▸ **Task description**: Identify each line below that contains the string "white", matching case exactly, and copy those lines out.

Pointing entries for named objects:
↓↓↓

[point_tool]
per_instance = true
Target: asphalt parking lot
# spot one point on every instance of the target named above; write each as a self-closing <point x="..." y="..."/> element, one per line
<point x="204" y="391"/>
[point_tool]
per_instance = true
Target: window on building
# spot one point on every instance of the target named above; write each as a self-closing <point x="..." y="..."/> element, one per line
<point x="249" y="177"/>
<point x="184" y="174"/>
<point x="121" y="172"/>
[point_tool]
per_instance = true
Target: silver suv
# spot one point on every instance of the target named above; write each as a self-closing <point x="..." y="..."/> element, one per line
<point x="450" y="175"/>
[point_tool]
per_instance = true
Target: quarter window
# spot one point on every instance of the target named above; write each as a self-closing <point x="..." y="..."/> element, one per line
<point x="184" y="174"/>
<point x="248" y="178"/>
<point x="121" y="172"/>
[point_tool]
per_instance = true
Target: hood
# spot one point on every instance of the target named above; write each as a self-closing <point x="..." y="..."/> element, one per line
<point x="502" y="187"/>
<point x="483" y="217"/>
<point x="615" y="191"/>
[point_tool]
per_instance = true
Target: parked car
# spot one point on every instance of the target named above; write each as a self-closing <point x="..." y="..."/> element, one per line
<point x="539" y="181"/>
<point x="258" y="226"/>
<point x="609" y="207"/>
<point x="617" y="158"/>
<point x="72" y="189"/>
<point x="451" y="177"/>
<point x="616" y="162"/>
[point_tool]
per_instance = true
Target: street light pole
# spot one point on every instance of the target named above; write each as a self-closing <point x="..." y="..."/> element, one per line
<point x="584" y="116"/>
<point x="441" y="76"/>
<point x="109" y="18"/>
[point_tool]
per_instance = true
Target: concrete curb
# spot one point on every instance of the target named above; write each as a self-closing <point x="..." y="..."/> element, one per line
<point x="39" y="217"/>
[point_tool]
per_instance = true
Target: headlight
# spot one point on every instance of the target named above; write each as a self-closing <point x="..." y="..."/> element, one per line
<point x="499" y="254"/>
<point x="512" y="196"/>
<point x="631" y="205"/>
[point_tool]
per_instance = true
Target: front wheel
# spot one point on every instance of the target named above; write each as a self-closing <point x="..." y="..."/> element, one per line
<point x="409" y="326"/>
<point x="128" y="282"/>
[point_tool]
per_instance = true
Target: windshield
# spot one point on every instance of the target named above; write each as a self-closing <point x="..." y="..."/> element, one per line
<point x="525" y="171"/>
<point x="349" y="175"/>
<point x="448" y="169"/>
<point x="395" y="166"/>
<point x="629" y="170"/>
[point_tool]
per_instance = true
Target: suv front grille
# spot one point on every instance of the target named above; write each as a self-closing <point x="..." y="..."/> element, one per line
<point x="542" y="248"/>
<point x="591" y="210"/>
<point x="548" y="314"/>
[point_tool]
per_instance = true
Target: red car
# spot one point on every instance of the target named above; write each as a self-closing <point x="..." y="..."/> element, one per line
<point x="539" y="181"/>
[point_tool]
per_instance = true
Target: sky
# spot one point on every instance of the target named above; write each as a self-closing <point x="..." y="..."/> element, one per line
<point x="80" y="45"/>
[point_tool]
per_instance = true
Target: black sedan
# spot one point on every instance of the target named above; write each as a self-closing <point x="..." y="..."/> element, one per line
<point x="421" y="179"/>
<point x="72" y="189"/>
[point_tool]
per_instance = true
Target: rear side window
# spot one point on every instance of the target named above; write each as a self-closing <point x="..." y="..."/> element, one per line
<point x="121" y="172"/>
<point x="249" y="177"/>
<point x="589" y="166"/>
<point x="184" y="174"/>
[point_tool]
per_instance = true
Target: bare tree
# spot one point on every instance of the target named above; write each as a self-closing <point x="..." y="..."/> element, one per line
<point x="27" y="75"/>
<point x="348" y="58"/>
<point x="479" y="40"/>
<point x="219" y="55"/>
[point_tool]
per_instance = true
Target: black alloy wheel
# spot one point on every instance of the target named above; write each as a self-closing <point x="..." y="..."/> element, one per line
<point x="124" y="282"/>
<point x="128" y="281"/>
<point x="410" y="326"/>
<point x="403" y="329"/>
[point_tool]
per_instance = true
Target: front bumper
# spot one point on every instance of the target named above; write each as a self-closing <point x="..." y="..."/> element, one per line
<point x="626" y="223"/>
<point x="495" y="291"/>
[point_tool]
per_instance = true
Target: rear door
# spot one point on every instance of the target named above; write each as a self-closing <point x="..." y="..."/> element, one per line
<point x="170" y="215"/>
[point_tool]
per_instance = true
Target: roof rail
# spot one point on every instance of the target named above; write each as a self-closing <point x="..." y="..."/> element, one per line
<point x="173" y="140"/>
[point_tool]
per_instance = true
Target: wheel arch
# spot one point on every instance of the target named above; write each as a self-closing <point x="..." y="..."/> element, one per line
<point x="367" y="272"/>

↑↑↑
↓↓↓

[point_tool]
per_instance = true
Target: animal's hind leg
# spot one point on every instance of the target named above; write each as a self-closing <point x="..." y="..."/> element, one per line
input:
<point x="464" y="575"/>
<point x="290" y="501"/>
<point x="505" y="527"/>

↑↑↑
↓↓↓

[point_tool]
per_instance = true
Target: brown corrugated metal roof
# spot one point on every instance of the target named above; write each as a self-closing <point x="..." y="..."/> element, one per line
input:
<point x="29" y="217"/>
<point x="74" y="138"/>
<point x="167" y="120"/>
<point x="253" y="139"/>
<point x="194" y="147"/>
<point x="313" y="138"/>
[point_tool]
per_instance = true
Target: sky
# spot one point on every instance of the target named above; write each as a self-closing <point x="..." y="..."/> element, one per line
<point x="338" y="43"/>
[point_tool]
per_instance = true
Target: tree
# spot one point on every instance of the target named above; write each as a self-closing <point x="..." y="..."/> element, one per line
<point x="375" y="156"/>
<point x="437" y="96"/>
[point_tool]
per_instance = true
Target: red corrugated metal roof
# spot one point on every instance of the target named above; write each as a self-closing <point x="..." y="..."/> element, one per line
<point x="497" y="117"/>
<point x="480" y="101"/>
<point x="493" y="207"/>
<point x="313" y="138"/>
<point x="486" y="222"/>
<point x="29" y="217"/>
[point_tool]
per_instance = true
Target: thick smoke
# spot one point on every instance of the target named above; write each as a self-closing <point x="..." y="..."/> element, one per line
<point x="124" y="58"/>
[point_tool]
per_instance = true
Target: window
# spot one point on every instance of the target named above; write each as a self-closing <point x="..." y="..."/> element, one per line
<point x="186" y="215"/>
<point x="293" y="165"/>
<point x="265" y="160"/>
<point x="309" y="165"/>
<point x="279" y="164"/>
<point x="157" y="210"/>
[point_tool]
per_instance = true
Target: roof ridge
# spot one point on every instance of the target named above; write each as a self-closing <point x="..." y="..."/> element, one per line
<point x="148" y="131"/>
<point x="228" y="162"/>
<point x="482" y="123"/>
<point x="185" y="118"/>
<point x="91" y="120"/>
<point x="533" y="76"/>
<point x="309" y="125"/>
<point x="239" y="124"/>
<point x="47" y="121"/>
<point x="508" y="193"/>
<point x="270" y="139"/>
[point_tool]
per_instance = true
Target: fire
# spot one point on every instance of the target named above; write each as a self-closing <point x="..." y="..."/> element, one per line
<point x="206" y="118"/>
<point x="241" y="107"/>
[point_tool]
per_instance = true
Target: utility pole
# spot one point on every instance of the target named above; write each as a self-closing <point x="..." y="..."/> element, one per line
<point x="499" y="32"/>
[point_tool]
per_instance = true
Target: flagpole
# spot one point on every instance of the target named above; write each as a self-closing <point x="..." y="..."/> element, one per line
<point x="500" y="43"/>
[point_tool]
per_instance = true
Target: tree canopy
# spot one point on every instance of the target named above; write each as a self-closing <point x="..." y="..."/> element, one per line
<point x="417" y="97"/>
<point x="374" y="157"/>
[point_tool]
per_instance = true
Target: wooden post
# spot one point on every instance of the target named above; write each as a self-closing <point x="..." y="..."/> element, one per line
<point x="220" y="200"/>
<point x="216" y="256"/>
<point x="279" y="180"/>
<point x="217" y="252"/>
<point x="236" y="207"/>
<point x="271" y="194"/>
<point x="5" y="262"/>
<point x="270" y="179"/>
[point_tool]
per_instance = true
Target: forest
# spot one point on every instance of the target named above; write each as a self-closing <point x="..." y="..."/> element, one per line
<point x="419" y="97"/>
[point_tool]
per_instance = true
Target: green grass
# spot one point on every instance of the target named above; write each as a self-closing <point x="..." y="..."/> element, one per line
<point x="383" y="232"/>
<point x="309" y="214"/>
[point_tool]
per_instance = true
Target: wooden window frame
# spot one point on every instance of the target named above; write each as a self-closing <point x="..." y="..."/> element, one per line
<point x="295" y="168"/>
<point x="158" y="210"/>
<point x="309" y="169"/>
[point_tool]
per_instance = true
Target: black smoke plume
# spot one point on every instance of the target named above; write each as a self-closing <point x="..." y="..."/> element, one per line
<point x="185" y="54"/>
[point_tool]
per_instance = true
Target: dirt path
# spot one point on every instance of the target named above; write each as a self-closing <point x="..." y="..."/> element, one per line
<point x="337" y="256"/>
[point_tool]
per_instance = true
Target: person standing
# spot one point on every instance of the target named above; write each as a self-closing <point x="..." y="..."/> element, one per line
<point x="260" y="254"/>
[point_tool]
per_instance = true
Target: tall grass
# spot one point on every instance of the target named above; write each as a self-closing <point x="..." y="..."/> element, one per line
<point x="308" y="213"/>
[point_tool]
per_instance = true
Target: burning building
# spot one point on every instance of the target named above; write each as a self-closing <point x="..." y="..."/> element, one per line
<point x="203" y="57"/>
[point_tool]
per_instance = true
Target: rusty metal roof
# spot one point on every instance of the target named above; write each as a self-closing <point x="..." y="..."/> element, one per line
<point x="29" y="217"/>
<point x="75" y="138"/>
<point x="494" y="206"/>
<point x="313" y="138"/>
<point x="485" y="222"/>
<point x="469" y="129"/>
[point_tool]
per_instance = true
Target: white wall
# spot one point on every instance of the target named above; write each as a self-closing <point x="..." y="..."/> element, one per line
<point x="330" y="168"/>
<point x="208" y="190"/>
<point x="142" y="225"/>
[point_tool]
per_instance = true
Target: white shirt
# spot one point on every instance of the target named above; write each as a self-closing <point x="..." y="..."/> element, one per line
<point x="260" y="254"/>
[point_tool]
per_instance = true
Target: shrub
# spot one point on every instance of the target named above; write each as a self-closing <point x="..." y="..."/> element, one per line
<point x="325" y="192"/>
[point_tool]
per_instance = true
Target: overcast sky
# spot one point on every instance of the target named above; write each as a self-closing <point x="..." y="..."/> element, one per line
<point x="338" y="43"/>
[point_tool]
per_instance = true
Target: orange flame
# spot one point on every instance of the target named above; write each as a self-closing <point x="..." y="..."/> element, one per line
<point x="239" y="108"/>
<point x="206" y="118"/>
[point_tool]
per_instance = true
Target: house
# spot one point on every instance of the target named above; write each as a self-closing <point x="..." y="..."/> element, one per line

↑↑↑

▸ **Output for this exercise**:
Target: white wall
Target: white shirt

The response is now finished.